▶ **Work item**
Images should not appear in the copy, yet every line of the listing below must be printed exactly.

▶ **Supplied information**
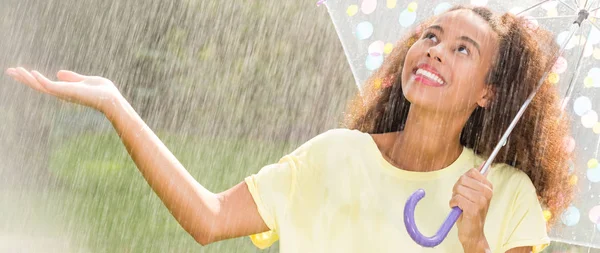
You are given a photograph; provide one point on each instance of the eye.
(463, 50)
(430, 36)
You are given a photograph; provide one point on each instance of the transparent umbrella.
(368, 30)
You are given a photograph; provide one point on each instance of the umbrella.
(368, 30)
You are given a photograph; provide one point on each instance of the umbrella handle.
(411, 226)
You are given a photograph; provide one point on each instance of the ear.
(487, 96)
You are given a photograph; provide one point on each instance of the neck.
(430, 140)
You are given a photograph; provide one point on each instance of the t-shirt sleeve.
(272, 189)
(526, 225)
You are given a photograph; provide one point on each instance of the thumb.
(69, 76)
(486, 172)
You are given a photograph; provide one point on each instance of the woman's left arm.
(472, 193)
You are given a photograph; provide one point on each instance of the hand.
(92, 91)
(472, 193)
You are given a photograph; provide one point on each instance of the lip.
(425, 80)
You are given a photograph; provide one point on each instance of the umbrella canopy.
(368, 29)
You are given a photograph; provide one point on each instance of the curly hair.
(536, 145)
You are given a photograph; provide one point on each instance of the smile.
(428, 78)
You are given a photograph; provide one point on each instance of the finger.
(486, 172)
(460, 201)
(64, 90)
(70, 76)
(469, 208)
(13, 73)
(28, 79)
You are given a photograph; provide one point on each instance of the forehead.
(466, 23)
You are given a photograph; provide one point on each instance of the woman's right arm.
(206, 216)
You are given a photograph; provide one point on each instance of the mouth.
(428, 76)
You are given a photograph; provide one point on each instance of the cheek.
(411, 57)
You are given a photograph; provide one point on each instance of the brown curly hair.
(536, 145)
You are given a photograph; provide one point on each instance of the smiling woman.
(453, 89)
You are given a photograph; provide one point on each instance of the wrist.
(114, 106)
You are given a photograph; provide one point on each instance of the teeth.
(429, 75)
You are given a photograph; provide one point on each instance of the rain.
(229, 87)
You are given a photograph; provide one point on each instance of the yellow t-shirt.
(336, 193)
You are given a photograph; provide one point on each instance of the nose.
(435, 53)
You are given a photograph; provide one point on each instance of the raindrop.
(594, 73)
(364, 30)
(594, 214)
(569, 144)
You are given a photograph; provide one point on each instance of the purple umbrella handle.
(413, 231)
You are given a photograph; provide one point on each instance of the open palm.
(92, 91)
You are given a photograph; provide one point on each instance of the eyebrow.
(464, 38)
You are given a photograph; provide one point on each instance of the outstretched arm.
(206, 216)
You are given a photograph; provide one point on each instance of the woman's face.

▶ **Solution for this exercise**
You are given a photograph; provide one point on each instance of the eye.
(463, 50)
(430, 36)
You are given a photograph; provide one point on each instance of the transparent umbrella.
(368, 30)
You are given a photograph; provide one point on each instance of the umbrella.
(368, 30)
You are given a photograph; provide one point on each instance of the umbrella handle.
(411, 226)
You are given a photograph; provide one point on each instance of the ear.
(487, 96)
You are given a photograph; provide one point on each instance of the neck.
(430, 140)
You are given a photograph; provide one point on each instance of the t-shirt sleeve.
(272, 189)
(526, 225)
You are given a photograph; provide one point on each instance of the thumb.
(69, 76)
(486, 172)
You are given a photograph; provide one point on each instance of the woman's left arm.
(472, 193)
You are given a photograph; provide one point on each instance of the hand.
(92, 91)
(472, 193)
You are given a photograph; provide one point on each instance of the lip.
(425, 80)
You are given a photograph; provide one point on each instance of the umbrella canopy.
(368, 29)
You are given a photograph; provide one point on each instance of the curly hair.
(536, 145)
You are given a photograph; provide one point on each instance of the smile.
(428, 78)
You are given a photograph; provide one point on each instance of the finger.
(486, 172)
(460, 201)
(64, 90)
(70, 76)
(469, 208)
(13, 73)
(28, 79)
You are given a photograph; provide one point on each instance of the forehead.
(466, 23)
You are given a photograph; provide one point on each instance of the woman's right arm.
(206, 216)
You are given a photograph; provide one point on each instance of the mouth.
(428, 76)
You are given a photograph; provide one point on each instance of the cheek.
(411, 57)
You are given a photograph; provide one point on each instance of the brown curly hair.
(536, 145)
You are given a photograph; provide one point on each instance of the smiling woman.
(453, 89)
You are given a photograph; provide one point on each instance of the wrist.
(114, 106)
You are given a photograph; provide one point on each instance of the teeth.
(429, 75)
You are given a photograph; provide one point on each instance of the rain.
(229, 87)
You are given a photograph; provide one point on each instance of the yellow t-shirt.
(336, 193)
You are given a photograph; provide one point on each instance of the nose.
(435, 53)
You are given a photograph; provide one point on each instance of the raindrop.
(594, 73)
(364, 30)
(594, 214)
(569, 144)
You are given a photograph; provide one point on each instance of the purple umbrella handle.
(413, 231)
You are given a photograph; provide one point on each instance of the open palm.
(92, 91)
You are given a photograph; provide one point on each instance of the eyebrow.
(464, 38)
You are given a photograph; provide one point on each instance of the outstretched arm.
(206, 216)
You are given a photograph; provide one point on each instance of the woman's face.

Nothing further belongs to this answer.